The exercise: Only the lines from the one containing "of the knotted" to the end of the entries should be written out, each exactly as it stands, both ends included.

Data section:
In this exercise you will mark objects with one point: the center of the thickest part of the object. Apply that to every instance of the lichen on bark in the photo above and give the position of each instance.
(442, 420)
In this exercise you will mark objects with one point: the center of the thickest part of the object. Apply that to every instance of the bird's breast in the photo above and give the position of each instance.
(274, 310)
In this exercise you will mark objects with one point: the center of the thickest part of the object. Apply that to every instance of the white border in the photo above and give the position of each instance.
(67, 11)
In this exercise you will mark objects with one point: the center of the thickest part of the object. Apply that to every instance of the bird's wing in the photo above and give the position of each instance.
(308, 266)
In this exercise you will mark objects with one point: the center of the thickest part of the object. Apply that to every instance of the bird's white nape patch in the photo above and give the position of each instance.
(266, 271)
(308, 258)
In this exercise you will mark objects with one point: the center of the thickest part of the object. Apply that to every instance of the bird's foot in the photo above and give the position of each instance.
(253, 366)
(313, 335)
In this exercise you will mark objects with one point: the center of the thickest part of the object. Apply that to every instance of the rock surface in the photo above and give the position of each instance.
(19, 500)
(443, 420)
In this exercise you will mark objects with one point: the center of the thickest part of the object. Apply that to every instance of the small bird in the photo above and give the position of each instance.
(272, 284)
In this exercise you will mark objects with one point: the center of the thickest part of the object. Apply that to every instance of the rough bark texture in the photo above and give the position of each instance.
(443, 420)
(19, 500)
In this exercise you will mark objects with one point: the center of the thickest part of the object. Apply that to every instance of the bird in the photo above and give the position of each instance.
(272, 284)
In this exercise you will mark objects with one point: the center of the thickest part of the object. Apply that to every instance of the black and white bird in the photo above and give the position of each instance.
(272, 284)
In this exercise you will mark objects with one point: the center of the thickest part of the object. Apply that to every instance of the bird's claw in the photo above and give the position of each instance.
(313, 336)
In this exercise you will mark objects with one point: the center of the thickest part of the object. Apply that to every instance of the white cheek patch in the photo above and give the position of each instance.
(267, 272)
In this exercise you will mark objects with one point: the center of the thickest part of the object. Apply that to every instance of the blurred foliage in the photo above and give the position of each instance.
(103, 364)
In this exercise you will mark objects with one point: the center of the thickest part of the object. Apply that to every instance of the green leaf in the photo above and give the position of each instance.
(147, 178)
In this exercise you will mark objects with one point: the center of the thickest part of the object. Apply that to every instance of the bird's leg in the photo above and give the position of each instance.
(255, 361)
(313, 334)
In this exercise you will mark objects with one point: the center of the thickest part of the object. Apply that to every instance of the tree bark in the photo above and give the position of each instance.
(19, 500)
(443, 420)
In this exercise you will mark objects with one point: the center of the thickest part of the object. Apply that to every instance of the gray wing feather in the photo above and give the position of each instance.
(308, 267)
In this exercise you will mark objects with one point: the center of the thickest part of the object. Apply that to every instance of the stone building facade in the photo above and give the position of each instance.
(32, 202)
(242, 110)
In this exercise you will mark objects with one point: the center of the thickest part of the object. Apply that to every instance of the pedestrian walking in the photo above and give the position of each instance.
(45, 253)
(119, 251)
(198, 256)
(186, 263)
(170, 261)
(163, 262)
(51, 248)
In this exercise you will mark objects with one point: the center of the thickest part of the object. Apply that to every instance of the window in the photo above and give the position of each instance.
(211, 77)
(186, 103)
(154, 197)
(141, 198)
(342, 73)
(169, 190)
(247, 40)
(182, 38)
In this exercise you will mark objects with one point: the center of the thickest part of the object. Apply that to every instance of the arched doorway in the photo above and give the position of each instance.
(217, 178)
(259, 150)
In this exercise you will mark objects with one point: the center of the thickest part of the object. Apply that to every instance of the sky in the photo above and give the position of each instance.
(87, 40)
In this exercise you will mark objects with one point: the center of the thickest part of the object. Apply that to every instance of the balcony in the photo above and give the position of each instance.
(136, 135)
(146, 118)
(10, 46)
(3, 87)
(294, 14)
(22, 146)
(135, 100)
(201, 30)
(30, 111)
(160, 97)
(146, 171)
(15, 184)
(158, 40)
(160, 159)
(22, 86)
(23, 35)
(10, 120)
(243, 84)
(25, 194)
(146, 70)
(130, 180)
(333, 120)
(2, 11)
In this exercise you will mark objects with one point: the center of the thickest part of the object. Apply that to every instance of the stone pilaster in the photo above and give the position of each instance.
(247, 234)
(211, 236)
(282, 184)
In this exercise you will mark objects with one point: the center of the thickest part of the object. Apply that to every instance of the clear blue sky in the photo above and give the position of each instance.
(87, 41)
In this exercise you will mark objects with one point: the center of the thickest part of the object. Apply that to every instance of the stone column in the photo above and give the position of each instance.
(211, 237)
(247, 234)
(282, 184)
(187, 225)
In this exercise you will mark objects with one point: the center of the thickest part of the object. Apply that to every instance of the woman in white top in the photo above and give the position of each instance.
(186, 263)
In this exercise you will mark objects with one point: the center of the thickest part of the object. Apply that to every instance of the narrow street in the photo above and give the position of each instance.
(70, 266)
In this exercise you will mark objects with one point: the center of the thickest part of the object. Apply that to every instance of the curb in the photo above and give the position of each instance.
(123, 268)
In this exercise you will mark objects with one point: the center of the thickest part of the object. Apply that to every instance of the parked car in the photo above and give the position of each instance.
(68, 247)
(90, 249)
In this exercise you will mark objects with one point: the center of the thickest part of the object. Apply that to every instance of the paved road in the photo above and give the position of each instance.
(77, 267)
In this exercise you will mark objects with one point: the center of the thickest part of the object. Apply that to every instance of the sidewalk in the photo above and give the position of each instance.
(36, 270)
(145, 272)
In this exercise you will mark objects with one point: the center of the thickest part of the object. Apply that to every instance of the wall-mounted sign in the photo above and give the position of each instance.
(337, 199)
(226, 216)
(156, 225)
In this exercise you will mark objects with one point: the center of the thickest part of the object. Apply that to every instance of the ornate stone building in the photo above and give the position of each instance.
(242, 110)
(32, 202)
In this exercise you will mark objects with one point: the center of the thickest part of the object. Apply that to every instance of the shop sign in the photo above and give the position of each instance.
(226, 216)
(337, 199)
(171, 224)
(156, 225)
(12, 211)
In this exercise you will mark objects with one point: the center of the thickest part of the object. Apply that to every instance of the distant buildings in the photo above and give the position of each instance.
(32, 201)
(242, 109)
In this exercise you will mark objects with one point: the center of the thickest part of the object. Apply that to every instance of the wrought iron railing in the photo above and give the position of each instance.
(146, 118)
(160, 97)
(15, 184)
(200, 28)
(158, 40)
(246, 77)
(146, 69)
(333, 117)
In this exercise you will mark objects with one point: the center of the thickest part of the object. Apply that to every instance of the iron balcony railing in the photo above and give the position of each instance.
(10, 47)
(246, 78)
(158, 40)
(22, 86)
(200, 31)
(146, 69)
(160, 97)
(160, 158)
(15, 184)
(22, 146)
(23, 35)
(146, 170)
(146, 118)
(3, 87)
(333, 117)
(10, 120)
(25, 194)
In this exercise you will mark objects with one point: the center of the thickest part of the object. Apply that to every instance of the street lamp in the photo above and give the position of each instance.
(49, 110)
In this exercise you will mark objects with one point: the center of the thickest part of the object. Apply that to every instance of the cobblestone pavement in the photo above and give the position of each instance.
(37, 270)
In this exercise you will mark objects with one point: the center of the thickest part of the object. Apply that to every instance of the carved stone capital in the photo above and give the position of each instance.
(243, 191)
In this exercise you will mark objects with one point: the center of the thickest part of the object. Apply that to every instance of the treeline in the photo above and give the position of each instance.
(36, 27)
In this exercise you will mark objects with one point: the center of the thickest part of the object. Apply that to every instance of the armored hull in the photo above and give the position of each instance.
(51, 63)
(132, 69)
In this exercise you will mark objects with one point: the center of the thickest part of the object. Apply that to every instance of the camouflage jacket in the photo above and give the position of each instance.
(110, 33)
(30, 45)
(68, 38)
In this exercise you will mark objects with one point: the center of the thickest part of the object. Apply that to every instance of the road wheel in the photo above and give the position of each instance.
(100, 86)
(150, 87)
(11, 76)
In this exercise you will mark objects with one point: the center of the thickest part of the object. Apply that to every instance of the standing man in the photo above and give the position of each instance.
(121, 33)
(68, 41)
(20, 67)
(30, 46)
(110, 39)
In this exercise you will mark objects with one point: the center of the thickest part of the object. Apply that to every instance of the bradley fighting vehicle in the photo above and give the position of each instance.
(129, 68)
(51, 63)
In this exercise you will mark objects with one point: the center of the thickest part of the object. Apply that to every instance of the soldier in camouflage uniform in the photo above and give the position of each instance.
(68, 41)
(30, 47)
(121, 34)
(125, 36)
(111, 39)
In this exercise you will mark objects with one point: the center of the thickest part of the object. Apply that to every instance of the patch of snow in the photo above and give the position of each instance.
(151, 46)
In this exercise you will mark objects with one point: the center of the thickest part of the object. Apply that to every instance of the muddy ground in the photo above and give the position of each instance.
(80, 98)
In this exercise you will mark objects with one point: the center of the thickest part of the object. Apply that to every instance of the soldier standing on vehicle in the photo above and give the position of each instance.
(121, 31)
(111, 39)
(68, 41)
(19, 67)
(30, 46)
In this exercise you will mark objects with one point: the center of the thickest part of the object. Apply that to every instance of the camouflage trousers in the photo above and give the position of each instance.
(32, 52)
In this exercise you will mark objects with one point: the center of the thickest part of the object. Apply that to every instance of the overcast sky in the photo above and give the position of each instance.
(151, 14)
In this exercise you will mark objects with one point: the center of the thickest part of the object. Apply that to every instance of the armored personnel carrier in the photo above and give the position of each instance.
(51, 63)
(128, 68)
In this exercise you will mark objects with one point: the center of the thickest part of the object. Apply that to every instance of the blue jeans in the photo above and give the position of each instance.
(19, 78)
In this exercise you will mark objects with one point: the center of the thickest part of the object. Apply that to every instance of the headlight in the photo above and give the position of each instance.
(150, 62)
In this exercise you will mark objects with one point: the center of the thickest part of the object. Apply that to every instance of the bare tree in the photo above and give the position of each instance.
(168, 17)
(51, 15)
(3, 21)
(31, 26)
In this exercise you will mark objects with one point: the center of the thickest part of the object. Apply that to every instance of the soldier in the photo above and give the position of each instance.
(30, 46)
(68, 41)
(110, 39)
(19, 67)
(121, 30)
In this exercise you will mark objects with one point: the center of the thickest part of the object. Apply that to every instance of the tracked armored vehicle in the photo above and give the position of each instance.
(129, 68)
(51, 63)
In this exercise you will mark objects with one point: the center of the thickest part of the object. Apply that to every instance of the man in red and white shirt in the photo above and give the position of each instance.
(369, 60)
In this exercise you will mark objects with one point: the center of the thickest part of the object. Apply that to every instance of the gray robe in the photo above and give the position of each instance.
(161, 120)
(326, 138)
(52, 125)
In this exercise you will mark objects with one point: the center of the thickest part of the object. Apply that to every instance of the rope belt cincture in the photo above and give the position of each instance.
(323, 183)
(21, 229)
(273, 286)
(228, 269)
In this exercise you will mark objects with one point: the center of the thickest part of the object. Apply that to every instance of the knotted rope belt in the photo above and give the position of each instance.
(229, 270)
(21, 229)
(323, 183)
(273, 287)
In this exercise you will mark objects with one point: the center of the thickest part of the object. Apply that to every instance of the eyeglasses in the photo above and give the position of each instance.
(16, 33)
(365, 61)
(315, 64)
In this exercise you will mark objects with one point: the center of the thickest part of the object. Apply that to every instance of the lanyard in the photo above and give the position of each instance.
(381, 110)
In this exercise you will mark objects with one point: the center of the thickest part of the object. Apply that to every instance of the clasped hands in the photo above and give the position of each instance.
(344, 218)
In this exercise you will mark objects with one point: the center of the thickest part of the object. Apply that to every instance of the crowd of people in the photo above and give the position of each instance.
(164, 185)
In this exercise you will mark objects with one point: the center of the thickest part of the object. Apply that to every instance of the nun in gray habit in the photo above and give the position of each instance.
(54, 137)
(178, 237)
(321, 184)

Problem solution:
In this exercise you will mark objects with one point: the center of the thickest part of the object. Apply that to every instance of the knotted rope belt in the photo above and give the position of each instance.
(229, 270)
(21, 229)
(323, 183)
(273, 287)
In this exercise you will mark objects with one point: the center of the thickest part of the object. Apply that to every instance of the eyeglasses in the photo above and give the position of each instance.
(16, 33)
(365, 61)
(315, 64)
In this exercise you will mark objects with one point: the center of the thickest part of the object. Apply that to every instance of the lanyard in the photo above and give the position of each instance.
(381, 110)
In this exercise you will mark objects with one point: the center of the thickest part of the object. Apply that to every instance of the clasped hands in the photo above and give the position of each instance.
(344, 218)
In this exercise you will mark objects with one point: the center of the thickest part of the object. Apply that to every instance of the crowd of people in the photo above and give the position of each instance.
(164, 185)
In this exercise you will mark objects with one point: the center of the thickest part of the object. Apply that to every instance of the nun in gray habit in the photo above and give the position of each instance.
(54, 137)
(178, 237)
(321, 184)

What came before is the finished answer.